▶ Assignment
Here the job is to return only the lines of the material, exactly, from the first one to the line with "target: textured bowl exterior".

▶ Entries provided
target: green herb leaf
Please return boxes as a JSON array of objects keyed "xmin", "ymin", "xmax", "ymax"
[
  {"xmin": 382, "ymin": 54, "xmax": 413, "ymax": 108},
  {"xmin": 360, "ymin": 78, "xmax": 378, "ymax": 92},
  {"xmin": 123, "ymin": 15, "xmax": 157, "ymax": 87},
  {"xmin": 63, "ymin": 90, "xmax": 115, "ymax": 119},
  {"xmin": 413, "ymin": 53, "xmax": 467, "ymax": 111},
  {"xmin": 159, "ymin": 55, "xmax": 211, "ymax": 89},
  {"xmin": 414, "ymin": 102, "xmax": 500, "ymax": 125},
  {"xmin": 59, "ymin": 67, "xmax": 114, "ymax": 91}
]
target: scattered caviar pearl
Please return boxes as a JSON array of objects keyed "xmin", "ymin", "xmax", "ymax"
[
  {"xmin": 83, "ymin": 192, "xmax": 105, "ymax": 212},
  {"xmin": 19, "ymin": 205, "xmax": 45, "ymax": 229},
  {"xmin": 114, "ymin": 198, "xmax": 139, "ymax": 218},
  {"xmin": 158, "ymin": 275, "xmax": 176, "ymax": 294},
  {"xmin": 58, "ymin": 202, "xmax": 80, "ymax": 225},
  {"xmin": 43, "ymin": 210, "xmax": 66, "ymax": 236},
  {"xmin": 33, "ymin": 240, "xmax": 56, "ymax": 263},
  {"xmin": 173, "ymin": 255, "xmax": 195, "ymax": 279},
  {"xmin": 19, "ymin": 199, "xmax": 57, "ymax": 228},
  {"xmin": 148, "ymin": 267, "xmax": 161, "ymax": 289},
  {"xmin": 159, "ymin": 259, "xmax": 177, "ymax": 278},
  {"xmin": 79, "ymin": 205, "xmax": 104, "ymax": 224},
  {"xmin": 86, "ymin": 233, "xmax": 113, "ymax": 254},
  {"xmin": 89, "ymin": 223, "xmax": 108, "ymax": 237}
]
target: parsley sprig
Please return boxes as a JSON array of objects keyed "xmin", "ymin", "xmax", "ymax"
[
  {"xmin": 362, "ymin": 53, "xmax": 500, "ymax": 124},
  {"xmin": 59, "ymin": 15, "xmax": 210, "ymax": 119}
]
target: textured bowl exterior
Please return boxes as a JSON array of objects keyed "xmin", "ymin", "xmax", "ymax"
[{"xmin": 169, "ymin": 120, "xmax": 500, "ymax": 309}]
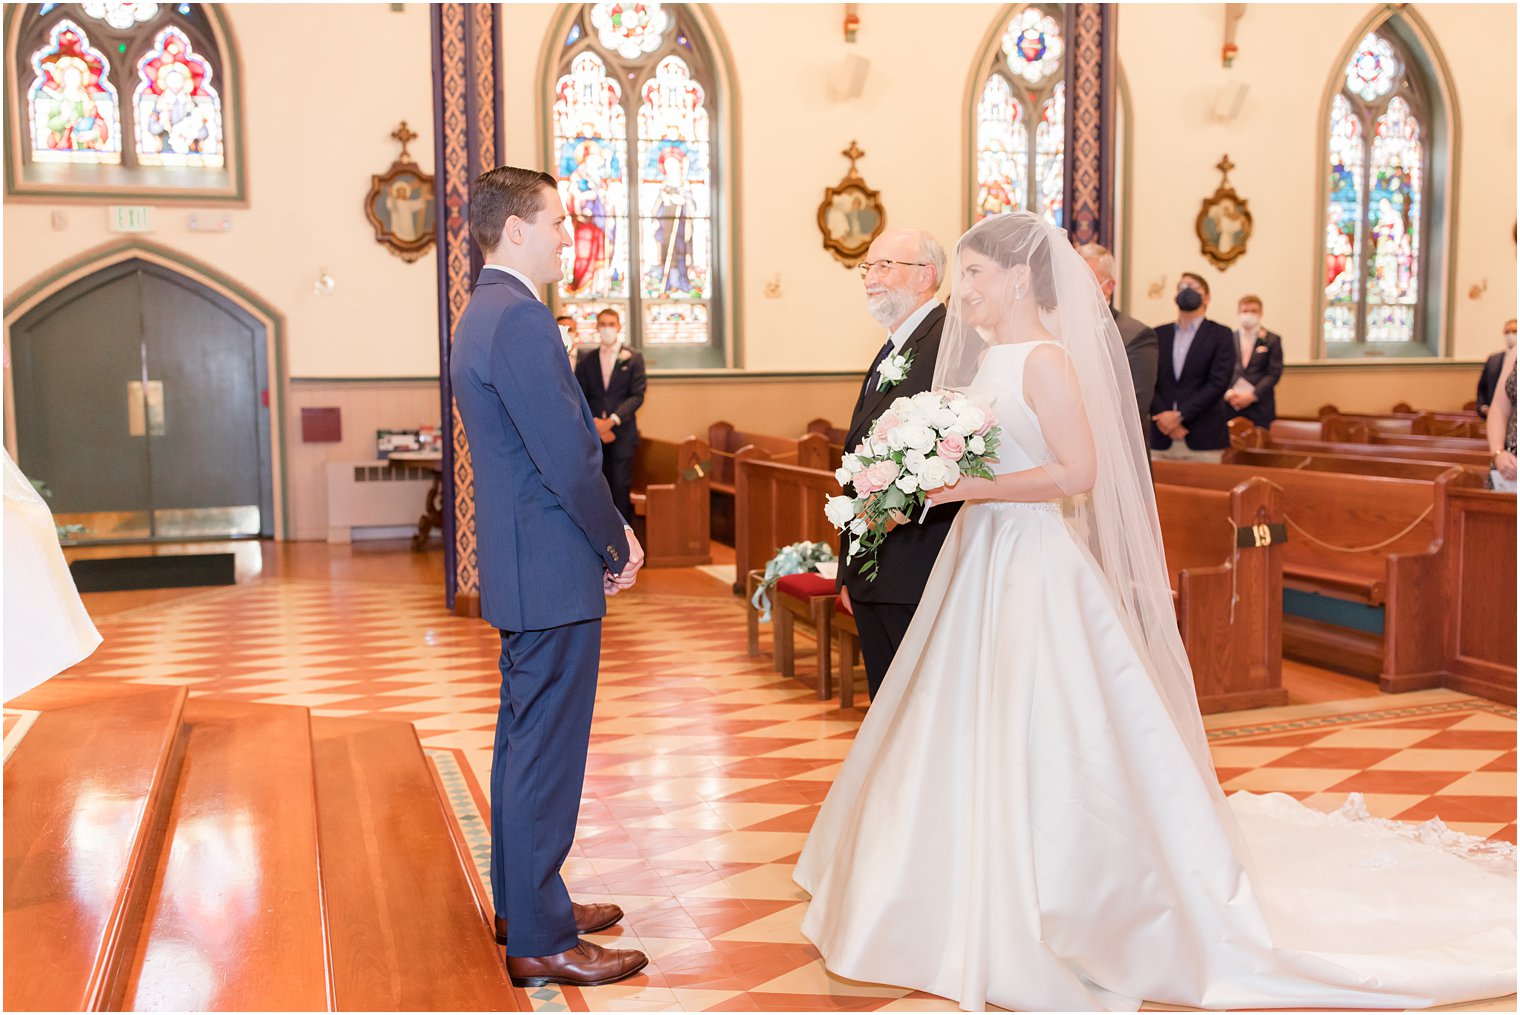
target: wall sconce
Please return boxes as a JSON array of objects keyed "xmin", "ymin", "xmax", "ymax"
[
  {"xmin": 1147, "ymin": 276, "xmax": 1168, "ymax": 300},
  {"xmin": 1469, "ymin": 278, "xmax": 1489, "ymax": 300},
  {"xmin": 314, "ymin": 269, "xmax": 336, "ymax": 296},
  {"xmin": 843, "ymin": 3, "xmax": 859, "ymax": 42}
]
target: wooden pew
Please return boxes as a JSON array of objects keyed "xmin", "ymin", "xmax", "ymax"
[
  {"xmin": 1236, "ymin": 423, "xmax": 1491, "ymax": 470},
  {"xmin": 707, "ymin": 422, "xmax": 830, "ymax": 544},
  {"xmin": 1152, "ymin": 460, "xmax": 1487, "ymax": 692},
  {"xmin": 1223, "ymin": 447, "xmax": 1463, "ymax": 482},
  {"xmin": 806, "ymin": 417, "xmax": 848, "ymax": 470},
  {"xmin": 1155, "ymin": 477, "xmax": 1287, "ymax": 713},
  {"xmin": 1392, "ymin": 485, "xmax": 1515, "ymax": 703},
  {"xmin": 629, "ymin": 435, "xmax": 712, "ymax": 567},
  {"xmin": 733, "ymin": 456, "xmax": 841, "ymax": 596}
]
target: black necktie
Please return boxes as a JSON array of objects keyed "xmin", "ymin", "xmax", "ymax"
[{"xmin": 866, "ymin": 338, "xmax": 895, "ymax": 385}]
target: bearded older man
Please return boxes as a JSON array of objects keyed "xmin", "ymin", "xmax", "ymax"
[{"xmin": 837, "ymin": 229, "xmax": 961, "ymax": 700}]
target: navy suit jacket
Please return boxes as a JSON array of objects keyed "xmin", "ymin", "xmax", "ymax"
[
  {"xmin": 1229, "ymin": 328, "xmax": 1285, "ymax": 428},
  {"xmin": 1151, "ymin": 318, "xmax": 1237, "ymax": 451},
  {"xmin": 1478, "ymin": 351, "xmax": 1506, "ymax": 417},
  {"xmin": 450, "ymin": 269, "xmax": 630, "ymax": 632},
  {"xmin": 574, "ymin": 346, "xmax": 646, "ymax": 443}
]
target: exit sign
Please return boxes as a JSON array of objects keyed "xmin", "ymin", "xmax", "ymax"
[{"xmin": 107, "ymin": 205, "xmax": 154, "ymax": 233}]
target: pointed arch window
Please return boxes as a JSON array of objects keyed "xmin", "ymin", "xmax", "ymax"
[
  {"xmin": 7, "ymin": 3, "xmax": 242, "ymax": 200},
  {"xmin": 1320, "ymin": 20, "xmax": 1447, "ymax": 356},
  {"xmin": 974, "ymin": 4, "xmax": 1065, "ymax": 227},
  {"xmin": 550, "ymin": 3, "xmax": 725, "ymax": 368}
]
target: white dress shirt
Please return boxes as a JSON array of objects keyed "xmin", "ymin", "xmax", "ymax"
[{"xmin": 877, "ymin": 300, "xmax": 943, "ymax": 384}]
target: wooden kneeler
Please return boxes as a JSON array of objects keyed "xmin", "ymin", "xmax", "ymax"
[
  {"xmin": 831, "ymin": 593, "xmax": 864, "ymax": 710},
  {"xmin": 772, "ymin": 572, "xmax": 837, "ymax": 699}
]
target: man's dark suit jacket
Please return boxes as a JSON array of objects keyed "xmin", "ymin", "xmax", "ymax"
[
  {"xmin": 1113, "ymin": 307, "xmax": 1158, "ymax": 444},
  {"xmin": 1228, "ymin": 328, "xmax": 1285, "ymax": 428},
  {"xmin": 449, "ymin": 269, "xmax": 628, "ymax": 632},
  {"xmin": 840, "ymin": 305, "xmax": 960, "ymax": 605},
  {"xmin": 575, "ymin": 345, "xmax": 647, "ymax": 441},
  {"xmin": 1479, "ymin": 351, "xmax": 1507, "ymax": 417},
  {"xmin": 1150, "ymin": 318, "xmax": 1237, "ymax": 452}
]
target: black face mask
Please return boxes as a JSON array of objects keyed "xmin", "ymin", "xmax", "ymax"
[{"xmin": 1175, "ymin": 288, "xmax": 1203, "ymax": 312}]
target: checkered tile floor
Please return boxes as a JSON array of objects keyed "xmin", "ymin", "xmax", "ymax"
[{"xmin": 62, "ymin": 577, "xmax": 1515, "ymax": 1012}]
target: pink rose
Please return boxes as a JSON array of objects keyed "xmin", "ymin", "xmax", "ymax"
[
  {"xmin": 852, "ymin": 469, "xmax": 882, "ymax": 494},
  {"xmin": 872, "ymin": 412, "xmax": 901, "ymax": 443},
  {"xmin": 861, "ymin": 459, "xmax": 900, "ymax": 494},
  {"xmin": 936, "ymin": 435, "xmax": 966, "ymax": 461},
  {"xmin": 976, "ymin": 411, "xmax": 997, "ymax": 436}
]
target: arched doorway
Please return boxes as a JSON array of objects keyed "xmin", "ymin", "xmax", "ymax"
[{"xmin": 8, "ymin": 258, "xmax": 274, "ymax": 543}]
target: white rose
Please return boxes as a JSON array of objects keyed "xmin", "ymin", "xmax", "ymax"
[
  {"xmin": 871, "ymin": 439, "xmax": 890, "ymax": 457},
  {"xmin": 889, "ymin": 396, "xmax": 914, "ymax": 416},
  {"xmin": 911, "ymin": 390, "xmax": 941, "ymax": 415},
  {"xmin": 903, "ymin": 449, "xmax": 927, "ymax": 470},
  {"xmin": 948, "ymin": 395, "xmax": 970, "ymax": 414},
  {"xmin": 842, "ymin": 453, "xmax": 864, "ymax": 475},
  {"xmin": 825, "ymin": 495, "xmax": 857, "ymax": 529},
  {"xmin": 968, "ymin": 434, "xmax": 986, "ymax": 456},
  {"xmin": 895, "ymin": 474, "xmax": 920, "ymax": 495},
  {"xmin": 955, "ymin": 406, "xmax": 986, "ymax": 435},
  {"xmin": 835, "ymin": 467, "xmax": 852, "ymax": 486},
  {"xmin": 849, "ymin": 516, "xmax": 869, "ymax": 535},
  {"xmin": 916, "ymin": 457, "xmax": 950, "ymax": 489},
  {"xmin": 885, "ymin": 426, "xmax": 908, "ymax": 451},
  {"xmin": 878, "ymin": 357, "xmax": 906, "ymax": 383},
  {"xmin": 940, "ymin": 458, "xmax": 963, "ymax": 485},
  {"xmin": 896, "ymin": 423, "xmax": 936, "ymax": 454},
  {"xmin": 930, "ymin": 405, "xmax": 959, "ymax": 432}
]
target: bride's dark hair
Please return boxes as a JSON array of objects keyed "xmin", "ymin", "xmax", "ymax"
[{"xmin": 958, "ymin": 213, "xmax": 1058, "ymax": 310}]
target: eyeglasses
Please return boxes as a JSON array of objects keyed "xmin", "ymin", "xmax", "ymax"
[{"xmin": 858, "ymin": 259, "xmax": 931, "ymax": 279}]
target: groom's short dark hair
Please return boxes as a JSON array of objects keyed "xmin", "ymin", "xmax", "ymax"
[{"xmin": 471, "ymin": 165, "xmax": 557, "ymax": 253}]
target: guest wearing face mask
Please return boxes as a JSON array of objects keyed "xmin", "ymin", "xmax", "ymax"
[
  {"xmin": 1150, "ymin": 272, "xmax": 1236, "ymax": 463},
  {"xmin": 1477, "ymin": 319, "xmax": 1517, "ymax": 419},
  {"xmin": 1224, "ymin": 294, "xmax": 1284, "ymax": 429},
  {"xmin": 574, "ymin": 307, "xmax": 646, "ymax": 521}
]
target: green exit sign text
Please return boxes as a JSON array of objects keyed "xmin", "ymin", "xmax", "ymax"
[{"xmin": 107, "ymin": 205, "xmax": 155, "ymax": 233}]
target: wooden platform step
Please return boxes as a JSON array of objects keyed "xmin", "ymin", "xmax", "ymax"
[
  {"xmin": 123, "ymin": 699, "xmax": 330, "ymax": 1012},
  {"xmin": 4, "ymin": 680, "xmax": 187, "ymax": 1013},
  {"xmin": 312, "ymin": 717, "xmax": 516, "ymax": 1012}
]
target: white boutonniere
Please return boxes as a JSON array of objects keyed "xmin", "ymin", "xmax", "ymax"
[{"xmin": 876, "ymin": 349, "xmax": 914, "ymax": 393}]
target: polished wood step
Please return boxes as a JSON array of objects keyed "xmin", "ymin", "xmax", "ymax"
[
  {"xmin": 4, "ymin": 680, "xmax": 187, "ymax": 1012},
  {"xmin": 311, "ymin": 717, "xmax": 518, "ymax": 1011},
  {"xmin": 123, "ymin": 700, "xmax": 330, "ymax": 1012}
]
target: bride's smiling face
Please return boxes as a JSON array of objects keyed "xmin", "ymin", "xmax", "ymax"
[{"xmin": 957, "ymin": 250, "xmax": 1011, "ymax": 330}]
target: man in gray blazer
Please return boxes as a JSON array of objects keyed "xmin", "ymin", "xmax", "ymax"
[
  {"xmin": 450, "ymin": 165, "xmax": 648, "ymax": 989},
  {"xmin": 1079, "ymin": 244, "xmax": 1158, "ymax": 445}
]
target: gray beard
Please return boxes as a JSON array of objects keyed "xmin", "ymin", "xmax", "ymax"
[{"xmin": 866, "ymin": 290, "xmax": 916, "ymax": 328}]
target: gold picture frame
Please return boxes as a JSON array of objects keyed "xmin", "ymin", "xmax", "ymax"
[
  {"xmin": 364, "ymin": 121, "xmax": 436, "ymax": 264},
  {"xmin": 1196, "ymin": 154, "xmax": 1253, "ymax": 272},
  {"xmin": 817, "ymin": 140, "xmax": 885, "ymax": 268}
]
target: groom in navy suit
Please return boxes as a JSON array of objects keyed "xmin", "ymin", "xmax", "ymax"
[{"xmin": 450, "ymin": 166, "xmax": 649, "ymax": 988}]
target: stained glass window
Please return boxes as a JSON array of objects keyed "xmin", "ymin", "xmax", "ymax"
[
  {"xmin": 551, "ymin": 5, "xmax": 722, "ymax": 360},
  {"xmin": 1319, "ymin": 22, "xmax": 1434, "ymax": 351},
  {"xmin": 27, "ymin": 19, "xmax": 122, "ymax": 164},
  {"xmin": 133, "ymin": 25, "xmax": 222, "ymax": 167},
  {"xmin": 13, "ymin": 3, "xmax": 235, "ymax": 192},
  {"xmin": 974, "ymin": 5, "xmax": 1064, "ymax": 227}
]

▶ Output of the task
target: green herb leaf
Please return boxes as a JSON array of objects keyed "xmin", "ymin", "xmax", "ymax"
[
  {"xmin": 382, "ymin": 54, "xmax": 413, "ymax": 108},
  {"xmin": 360, "ymin": 78, "xmax": 378, "ymax": 92},
  {"xmin": 123, "ymin": 15, "xmax": 157, "ymax": 87},
  {"xmin": 63, "ymin": 90, "xmax": 115, "ymax": 119},
  {"xmin": 413, "ymin": 53, "xmax": 467, "ymax": 111},
  {"xmin": 159, "ymin": 55, "xmax": 211, "ymax": 89},
  {"xmin": 414, "ymin": 102, "xmax": 500, "ymax": 125},
  {"xmin": 59, "ymin": 67, "xmax": 114, "ymax": 91}
]
target: scattered caviar pearl
Please return boxes as a JSON array of objects keyed "xmin", "ymin", "xmax", "ymax"
[
  {"xmin": 83, "ymin": 192, "xmax": 105, "ymax": 212},
  {"xmin": 19, "ymin": 205, "xmax": 45, "ymax": 229},
  {"xmin": 114, "ymin": 198, "xmax": 139, "ymax": 218},
  {"xmin": 158, "ymin": 275, "xmax": 176, "ymax": 294},
  {"xmin": 58, "ymin": 202, "xmax": 80, "ymax": 225},
  {"xmin": 43, "ymin": 210, "xmax": 66, "ymax": 236},
  {"xmin": 33, "ymin": 240, "xmax": 56, "ymax": 263},
  {"xmin": 173, "ymin": 255, "xmax": 195, "ymax": 279},
  {"xmin": 19, "ymin": 199, "xmax": 57, "ymax": 228},
  {"xmin": 148, "ymin": 267, "xmax": 161, "ymax": 289},
  {"xmin": 159, "ymin": 259, "xmax": 177, "ymax": 278},
  {"xmin": 79, "ymin": 205, "xmax": 104, "ymax": 224},
  {"xmin": 86, "ymin": 233, "xmax": 113, "ymax": 254},
  {"xmin": 89, "ymin": 223, "xmax": 108, "ymax": 237}
]
target: parsley sprig
Please return boxes as a JSON array of objects keyed "xmin", "ymin", "xmax", "ymax"
[
  {"xmin": 362, "ymin": 53, "xmax": 500, "ymax": 124},
  {"xmin": 59, "ymin": 15, "xmax": 210, "ymax": 119}
]
target: textured bowl exterior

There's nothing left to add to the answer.